Arrange the entire listing below as a JSON list of strings, one string per line, with blank lines dropped. Leave the pictures out of the list.
===== INFORMATION GIVEN =====
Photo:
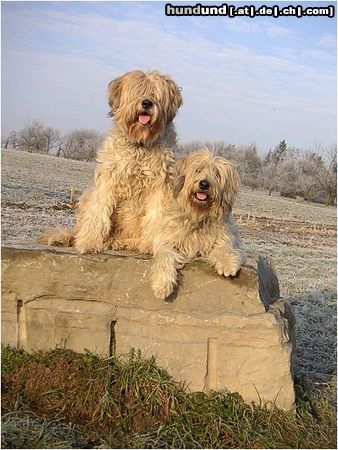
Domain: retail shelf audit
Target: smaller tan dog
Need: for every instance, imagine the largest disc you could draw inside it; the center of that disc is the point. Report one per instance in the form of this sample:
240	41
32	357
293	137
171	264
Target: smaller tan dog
189	217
=====
### RESULT FOR THIS EXERCISE
[
  "Photo:",
  "Domain: retail shelf audit",
  "Target: smaller tan dog",
  "Need: for every instance, imagine the largest disc you could draw inside it; the center of that disc is the point. Report one per instance in the form of this sample:",
  "240\t41",
  "32\t357",
  "293\t137",
  "171\t264",
  "Target: smaller tan dog",
  "189\t217"
]